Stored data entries

══════

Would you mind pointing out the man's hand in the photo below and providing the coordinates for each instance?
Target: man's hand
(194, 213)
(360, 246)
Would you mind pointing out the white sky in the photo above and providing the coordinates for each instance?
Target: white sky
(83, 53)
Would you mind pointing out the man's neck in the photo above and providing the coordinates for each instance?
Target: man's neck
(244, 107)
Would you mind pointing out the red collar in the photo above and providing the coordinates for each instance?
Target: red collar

══════

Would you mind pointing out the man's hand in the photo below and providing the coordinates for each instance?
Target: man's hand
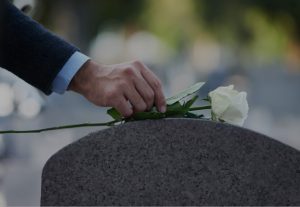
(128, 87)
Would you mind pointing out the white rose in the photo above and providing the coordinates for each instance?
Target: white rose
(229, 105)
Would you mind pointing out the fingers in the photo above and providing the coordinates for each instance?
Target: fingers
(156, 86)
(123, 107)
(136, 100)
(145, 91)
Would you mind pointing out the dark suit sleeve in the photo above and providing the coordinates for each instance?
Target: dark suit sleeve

══════

THE TASK
All lines in the entries above that hold the word "collar" need to be copied.

SOLUTION TO THE EXERCISE
Would you mind pointing out the red collar in the photo above and providing the coordinates for each instance?
Target: red collar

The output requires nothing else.